» **Selected extract**
***

CMIP is an 86-kDa adapter protein that does not belong to any known family. Its predicted structure includes an Nterminal region containing a pleckstrin homology domain (PH), a middle region characterized by the presence of several interacting docking sites, including a 14-3-3 module, a protein kinase C (PKC) domain, an Erk domain, an SH3 domain similar to the p85 regulatory subunit of phosphatidylinositol 3-kinase (PI3K), and a C-terminal region containing a leucine-rich repeat (LRR) domain. CMIP contains a nuclear localization site (NLS) near the C-terminus of the PH domain. Thus, CMIP can move to the nucleus but its localization is not clearly restricted to a particular subcompartment. In basal conditions, CMIP abundance is very low in most tissues examined [8,9]. Interestingly, nephrotic syndrome occurs in near 10% of patients with malignant tumors under targeted therapies, mainly those based on receptor tyrosine kinase inhibitors (RTKI). We have shown that RTKI induces in vivo and in vivo high CMIP expression in both lymphocytes and podocytes [10], compromising notably the NF-kB signaling pathway. Because of the limited follow-up, it is also unclear whether increased CMIP abundance in lymphocytes confers a higher sensitivity of tumor cells to RTKI.

***

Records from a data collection
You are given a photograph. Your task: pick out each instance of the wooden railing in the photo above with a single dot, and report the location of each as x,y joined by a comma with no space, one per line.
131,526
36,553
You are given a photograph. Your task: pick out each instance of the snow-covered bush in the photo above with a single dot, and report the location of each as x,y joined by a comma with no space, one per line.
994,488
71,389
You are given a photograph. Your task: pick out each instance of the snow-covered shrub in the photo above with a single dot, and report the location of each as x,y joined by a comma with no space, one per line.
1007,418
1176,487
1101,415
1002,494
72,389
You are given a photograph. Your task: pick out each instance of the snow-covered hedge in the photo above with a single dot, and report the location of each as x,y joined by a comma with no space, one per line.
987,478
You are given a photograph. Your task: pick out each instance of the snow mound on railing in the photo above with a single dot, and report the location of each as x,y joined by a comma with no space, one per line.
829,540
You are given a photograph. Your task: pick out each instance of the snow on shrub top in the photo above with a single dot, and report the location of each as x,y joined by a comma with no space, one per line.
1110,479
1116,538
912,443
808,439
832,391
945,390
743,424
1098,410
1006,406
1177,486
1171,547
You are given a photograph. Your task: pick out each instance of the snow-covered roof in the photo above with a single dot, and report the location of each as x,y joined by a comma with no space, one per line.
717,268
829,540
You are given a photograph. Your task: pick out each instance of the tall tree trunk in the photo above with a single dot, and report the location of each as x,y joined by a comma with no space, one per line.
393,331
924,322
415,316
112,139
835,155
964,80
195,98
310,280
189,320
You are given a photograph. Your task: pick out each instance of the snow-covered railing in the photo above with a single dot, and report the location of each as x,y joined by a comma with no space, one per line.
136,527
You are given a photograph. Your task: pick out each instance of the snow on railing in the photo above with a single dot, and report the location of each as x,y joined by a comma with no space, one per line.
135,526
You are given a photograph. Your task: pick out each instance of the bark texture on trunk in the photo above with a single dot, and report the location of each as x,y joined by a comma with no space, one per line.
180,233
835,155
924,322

***

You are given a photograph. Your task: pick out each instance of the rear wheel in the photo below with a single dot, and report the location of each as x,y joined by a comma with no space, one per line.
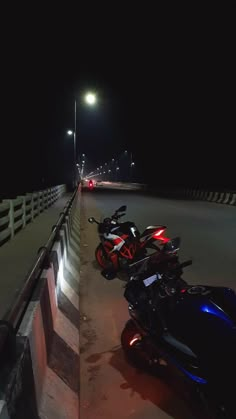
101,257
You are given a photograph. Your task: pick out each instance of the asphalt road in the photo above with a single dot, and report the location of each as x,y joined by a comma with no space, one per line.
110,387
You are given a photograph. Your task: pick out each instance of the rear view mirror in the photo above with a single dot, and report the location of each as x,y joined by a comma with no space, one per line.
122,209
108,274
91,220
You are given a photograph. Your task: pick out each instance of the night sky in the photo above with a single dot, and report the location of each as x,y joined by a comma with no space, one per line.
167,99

***

» **Your tasks**
1) In the passage on CMIP, list every domain or module named in the sentence describing the protein's predicted structure.
2) Extend the passage on CMIP, picking up after its final sentence.
The listing has nothing to do with the passage on CMIP.

» **Responses**
1)
- pleckstrin homology domain (PH)
- 14-3-3 module
- protein kinase C (PKC) domain
- Erk domain
- SH3 domain
- leucine-rich repeat (LRR) domain

2)
There is growing evidence that increased CMIP abundance could affect the function and survival of podocytes [11]. Transgenic mice expressing selectively CMIP in podocytes develop heavy proteinuria without any inflammatory lesions or immune complex deposits [8]. Biochemical studies have shown that CMIP binds the Src kinase Fyn in vitro and in vivo and prevents the phosphorylation of nephrin and the recruitment of N-WASP and Nck, resulting in cytoskeleton disorganization and protein leakage. These findings are supported by in vivo studies showing that silencing endogenous CMIP with RNAi prevents the induction of proteinuria in LPS-treated mice. Podocyte disorders associated with increased CMIP abundance have also been observed in another experimental model of immune-mediated podocyte disease [12].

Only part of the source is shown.